◆ **Passage shown**

Anyone in Louisville can now get eviction prevention funds from city government programs, regardless of income.
Until last week, such assistance was only available to families making 80 percent of the area median income: that’s $61,100 a year for a family of four in Louisville. That requirement is gone, replaced with a limit of $1,750 in assistance available to a renter each month, for a maximum of six months.
In June, Metro Council approved a city budget that included up to $21.2 million in federal CARES Act funding “for rent assistance needed to prevent evictions as a result of coronavirus-related financial issues.”
More than 3,200 households comprising nearly 6,200 residents have received rental assistance so far. As of Oct. 16, city officials said they’ve allocated$5.4 million to these efforts through the Office of Resilience and Community Services, the Office of Housing and a partnership with the court system and Legal Aid Society. Some of the programs serve renters directly, while the Landlord Tenant Rental Assistance Program lets landlords of subsidized housing units apply for assistance.
Those seeking rental assistance can visit stopmyeviction.org, or dial 211, where someone will fill out an application for them, said Marilyn Harris, the director of Louisville Metro’s Office of Housing.
“As many of our people in our community don’t have internet access, that is an important piece of information to get out there, that 211 number,” she said.
Harris said she’s seen about 380 eviction cases in court since late August. That’s when Gov. Andy Beshear rescinded a previous executive order that suspended evictions for failure to pay rent. Some Louisville landlords reportedly resumed issuing eviction notices weeks earlier.
She estimated about 90% of those cases were related to a loss of income because of COVID-19.

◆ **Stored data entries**
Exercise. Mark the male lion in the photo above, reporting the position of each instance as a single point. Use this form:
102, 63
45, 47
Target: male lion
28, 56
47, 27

◆ **Instructions to follow**
Please continue the article on Louisville's eviction prevention funds, starting right after its last sentence and keeping the same news style.

◆ **Output**
The city’s programs are also concerned with keeping landlords financially secure, Harris said, because it could prevent units from falling into foreclosure or into disrepair. A 2019 housing needs assessment found Louisville needs another 31,000 units for the lowest-income households in the city.
“This keeps the tenant in the housing but it also keeps the unit on the market so that we have affordable housing and housing for all of our community,” she said.
Harris said the city is tracking data regarding the racial breakdown of the eviction prevention assistance, but was not able to provide those details at a Wednesday morning news conference.
At the time Beshear lifted the suspension of evictions, he also announced a $15 million “Healthy at Home Eviction Fund” for the rest of the state, which also relies on federal coronavirus relief funds. At that time, Beshear issued an executive order requiring landlords to give tenants 30 days’ notice for evictions based on rent nonpayment. It also barred penalties, late fees and charging interest from March 6 through December 31.
Mayor Greg Fischer said the CARES funds must be used by December 30, and called on Senate Majority Leader Mitch McConnell to work with the U.S. House of Representatives to secure another relief bill for cities and states.
Fischer said without further help, many people in the new year will be in severe trouble related to housing and income.
“These issues are way too important not to be addressing right now.” Fischer said.
Last week, McConnell said he was open to voting on a slim coronavirus relief package before Election Day, but is not considering a larger deal even though President Donald Trump has expressed interest in that.